### Exercise inputs
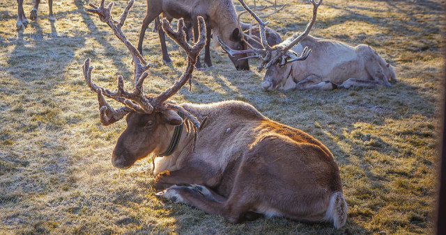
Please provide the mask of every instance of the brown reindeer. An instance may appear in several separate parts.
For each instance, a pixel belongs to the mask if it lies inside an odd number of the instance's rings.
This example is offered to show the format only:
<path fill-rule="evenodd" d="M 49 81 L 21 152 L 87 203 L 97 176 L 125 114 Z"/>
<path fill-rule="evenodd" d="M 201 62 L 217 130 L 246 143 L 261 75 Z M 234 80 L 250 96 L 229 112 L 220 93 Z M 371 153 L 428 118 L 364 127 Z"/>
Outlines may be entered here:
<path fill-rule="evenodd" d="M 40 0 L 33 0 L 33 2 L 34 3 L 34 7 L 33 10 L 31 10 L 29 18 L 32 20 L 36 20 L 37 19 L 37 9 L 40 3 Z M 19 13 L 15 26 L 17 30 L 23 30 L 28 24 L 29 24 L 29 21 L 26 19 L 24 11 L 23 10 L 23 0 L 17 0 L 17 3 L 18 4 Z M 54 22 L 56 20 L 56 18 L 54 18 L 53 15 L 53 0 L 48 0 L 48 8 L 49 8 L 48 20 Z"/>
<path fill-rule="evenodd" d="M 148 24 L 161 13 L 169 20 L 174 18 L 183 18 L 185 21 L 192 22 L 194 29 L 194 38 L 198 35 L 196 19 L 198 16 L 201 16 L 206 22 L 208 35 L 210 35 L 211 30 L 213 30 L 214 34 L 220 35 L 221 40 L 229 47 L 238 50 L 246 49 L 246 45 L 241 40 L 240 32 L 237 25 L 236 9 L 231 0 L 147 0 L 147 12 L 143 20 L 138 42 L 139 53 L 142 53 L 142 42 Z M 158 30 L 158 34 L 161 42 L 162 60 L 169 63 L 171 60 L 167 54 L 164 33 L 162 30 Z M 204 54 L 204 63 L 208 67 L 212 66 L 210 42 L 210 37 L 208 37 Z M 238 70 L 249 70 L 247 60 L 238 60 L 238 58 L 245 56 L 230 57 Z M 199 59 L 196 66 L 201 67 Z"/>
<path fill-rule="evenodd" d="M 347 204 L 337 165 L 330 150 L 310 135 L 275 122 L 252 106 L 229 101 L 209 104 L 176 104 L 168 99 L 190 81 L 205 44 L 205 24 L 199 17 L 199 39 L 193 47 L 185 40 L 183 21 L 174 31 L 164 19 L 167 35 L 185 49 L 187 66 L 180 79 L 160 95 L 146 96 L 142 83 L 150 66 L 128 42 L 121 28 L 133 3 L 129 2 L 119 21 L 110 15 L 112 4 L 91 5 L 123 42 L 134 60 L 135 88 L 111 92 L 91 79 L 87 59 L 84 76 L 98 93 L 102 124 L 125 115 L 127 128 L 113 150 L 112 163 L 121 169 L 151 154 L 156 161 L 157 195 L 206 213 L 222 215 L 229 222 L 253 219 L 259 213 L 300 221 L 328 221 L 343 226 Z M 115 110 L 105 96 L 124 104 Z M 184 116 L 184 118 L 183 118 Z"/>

--

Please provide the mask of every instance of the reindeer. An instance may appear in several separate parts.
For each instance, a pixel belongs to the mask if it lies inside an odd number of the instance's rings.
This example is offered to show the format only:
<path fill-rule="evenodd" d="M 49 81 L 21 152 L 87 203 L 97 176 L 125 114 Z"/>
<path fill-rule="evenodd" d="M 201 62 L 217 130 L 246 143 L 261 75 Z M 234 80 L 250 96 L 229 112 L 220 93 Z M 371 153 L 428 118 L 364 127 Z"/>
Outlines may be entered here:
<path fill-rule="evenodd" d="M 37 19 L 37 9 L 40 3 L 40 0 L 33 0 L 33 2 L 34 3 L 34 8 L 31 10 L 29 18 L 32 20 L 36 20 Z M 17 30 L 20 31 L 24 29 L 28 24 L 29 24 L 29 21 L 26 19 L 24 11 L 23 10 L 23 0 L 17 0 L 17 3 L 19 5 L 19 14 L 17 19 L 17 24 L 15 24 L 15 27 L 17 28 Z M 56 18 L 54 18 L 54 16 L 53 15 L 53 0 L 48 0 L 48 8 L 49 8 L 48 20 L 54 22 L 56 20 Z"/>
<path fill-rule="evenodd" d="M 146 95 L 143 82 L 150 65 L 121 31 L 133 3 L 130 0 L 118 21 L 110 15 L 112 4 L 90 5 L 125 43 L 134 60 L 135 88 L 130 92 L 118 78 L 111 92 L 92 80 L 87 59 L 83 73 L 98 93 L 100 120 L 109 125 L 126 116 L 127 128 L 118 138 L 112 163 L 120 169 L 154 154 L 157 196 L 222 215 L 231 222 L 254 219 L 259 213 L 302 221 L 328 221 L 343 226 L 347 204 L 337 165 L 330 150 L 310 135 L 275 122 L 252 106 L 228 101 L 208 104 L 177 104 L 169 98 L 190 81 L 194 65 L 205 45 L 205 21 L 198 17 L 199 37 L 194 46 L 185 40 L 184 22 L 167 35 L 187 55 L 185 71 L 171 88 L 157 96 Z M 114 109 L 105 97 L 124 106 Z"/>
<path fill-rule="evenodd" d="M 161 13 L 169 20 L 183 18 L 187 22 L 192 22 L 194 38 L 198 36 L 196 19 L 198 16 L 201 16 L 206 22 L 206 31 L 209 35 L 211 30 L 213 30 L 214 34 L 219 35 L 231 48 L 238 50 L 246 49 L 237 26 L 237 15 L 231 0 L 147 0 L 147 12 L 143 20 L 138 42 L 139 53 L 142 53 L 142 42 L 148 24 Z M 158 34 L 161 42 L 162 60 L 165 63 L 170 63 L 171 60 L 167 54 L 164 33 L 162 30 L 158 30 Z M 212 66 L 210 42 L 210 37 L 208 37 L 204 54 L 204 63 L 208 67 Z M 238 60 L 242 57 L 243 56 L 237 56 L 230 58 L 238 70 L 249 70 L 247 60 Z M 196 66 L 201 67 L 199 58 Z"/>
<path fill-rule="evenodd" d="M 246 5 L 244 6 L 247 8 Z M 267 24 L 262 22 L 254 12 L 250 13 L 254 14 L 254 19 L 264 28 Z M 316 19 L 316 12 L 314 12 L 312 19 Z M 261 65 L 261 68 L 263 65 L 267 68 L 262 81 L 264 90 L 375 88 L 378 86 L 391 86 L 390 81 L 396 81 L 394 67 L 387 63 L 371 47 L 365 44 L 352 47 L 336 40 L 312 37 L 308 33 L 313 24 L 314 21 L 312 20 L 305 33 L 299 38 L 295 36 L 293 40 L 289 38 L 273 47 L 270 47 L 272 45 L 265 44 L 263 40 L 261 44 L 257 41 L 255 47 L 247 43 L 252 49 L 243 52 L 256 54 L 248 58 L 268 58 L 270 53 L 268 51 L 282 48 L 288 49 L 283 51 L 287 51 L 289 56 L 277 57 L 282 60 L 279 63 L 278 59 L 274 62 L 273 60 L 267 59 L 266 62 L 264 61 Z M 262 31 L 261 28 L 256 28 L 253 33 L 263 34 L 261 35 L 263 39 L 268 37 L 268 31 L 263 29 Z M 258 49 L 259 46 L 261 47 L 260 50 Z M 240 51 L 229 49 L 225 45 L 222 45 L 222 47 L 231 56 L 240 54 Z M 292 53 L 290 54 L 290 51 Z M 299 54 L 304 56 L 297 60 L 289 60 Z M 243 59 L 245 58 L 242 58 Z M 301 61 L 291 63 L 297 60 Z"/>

--

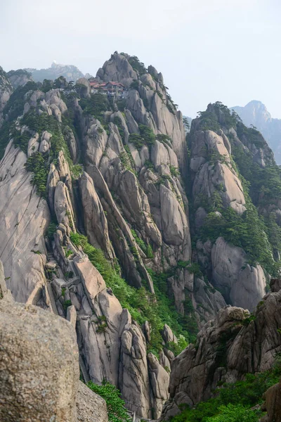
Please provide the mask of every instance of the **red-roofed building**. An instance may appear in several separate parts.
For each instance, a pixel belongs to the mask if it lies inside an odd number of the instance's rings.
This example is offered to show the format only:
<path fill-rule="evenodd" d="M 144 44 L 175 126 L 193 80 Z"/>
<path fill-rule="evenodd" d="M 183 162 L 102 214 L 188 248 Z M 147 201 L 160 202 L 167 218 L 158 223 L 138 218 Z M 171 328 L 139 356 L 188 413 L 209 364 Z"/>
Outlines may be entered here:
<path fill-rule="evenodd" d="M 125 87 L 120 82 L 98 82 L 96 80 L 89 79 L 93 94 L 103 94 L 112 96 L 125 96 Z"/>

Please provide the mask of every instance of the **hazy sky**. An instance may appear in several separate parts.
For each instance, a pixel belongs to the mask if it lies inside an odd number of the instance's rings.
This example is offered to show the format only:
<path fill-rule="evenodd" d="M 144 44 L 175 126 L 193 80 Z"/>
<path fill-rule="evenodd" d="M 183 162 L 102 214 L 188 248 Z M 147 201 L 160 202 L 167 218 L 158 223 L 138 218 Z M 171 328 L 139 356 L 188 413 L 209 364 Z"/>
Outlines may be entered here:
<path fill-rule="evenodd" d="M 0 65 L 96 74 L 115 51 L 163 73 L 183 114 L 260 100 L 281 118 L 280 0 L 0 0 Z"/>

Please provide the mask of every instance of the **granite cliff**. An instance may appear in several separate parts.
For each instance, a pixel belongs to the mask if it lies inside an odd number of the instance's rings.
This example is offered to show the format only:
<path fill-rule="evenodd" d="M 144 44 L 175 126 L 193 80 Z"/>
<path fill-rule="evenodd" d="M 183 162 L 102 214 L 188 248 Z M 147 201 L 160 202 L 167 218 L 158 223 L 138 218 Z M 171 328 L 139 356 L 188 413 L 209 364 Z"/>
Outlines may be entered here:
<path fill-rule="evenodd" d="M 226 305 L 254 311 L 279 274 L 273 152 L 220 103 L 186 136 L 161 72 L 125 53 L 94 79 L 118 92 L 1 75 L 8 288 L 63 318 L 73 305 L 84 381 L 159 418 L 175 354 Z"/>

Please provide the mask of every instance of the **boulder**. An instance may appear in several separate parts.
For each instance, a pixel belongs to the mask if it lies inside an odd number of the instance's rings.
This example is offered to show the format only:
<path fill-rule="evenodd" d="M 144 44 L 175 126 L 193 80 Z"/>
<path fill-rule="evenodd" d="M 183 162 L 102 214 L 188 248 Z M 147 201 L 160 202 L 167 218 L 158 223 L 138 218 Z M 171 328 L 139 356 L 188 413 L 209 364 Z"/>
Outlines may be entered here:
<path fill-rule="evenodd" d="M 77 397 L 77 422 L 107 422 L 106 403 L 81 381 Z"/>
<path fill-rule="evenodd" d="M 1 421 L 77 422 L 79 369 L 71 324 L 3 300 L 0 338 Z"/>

### Requirement
Copy the rows word for word, starting at the row that contains "Please provide the mask of every instance of the reindeer." and ending at the row that contains "146 95 L 143", with both of those rows included.

### Response
Please provide the mask of every instance of the reindeer. An instance may appear in several separate parts.
For each instance, a pixel belongs to the mask if it lies inside an odd number of the instance's rings.
This example is offered to show the format only:
<path fill-rule="evenodd" d="M 49 81 L 21 152 L 87 203 L 97 176 L 125 114 Z"/>
<path fill-rule="evenodd" d="M 201 62 L 217 130 L 246 143 L 261 75 Z M 234 80 L 250 96 L 229 112 L 220 93 Z M 371 153 L 428 118 L 364 127 Z"/>
Outlines may be entered here:
<path fill-rule="evenodd" d="M 37 19 L 37 9 L 40 3 L 40 0 L 33 0 L 33 2 L 34 3 L 34 8 L 31 10 L 29 18 L 32 20 L 36 20 Z M 17 30 L 20 31 L 24 29 L 28 24 L 29 24 L 29 21 L 26 19 L 24 11 L 23 10 L 23 0 L 17 0 L 17 3 L 19 5 L 19 14 L 17 19 L 17 24 L 15 24 L 15 27 L 17 28 Z M 56 18 L 54 18 L 54 16 L 53 15 L 53 0 L 48 0 L 48 8 L 49 8 L 48 20 L 54 22 L 56 20 Z"/>
<path fill-rule="evenodd" d="M 146 95 L 143 82 L 150 65 L 121 31 L 133 3 L 130 0 L 118 21 L 110 15 L 112 4 L 90 5 L 125 43 L 134 60 L 135 88 L 130 92 L 118 78 L 111 92 L 92 80 L 87 59 L 83 73 L 98 93 L 100 120 L 109 125 L 126 116 L 127 128 L 118 138 L 112 163 L 120 169 L 154 154 L 157 196 L 222 215 L 231 222 L 254 219 L 259 213 L 302 221 L 328 221 L 343 226 L 347 204 L 337 165 L 330 150 L 310 135 L 275 122 L 252 106 L 228 101 L 208 104 L 177 104 L 169 98 L 190 81 L 194 65 L 205 45 L 205 21 L 198 17 L 199 37 L 194 46 L 185 40 L 184 22 L 167 35 L 187 55 L 185 71 L 171 88 L 157 96 Z M 114 109 L 105 97 L 124 106 Z"/>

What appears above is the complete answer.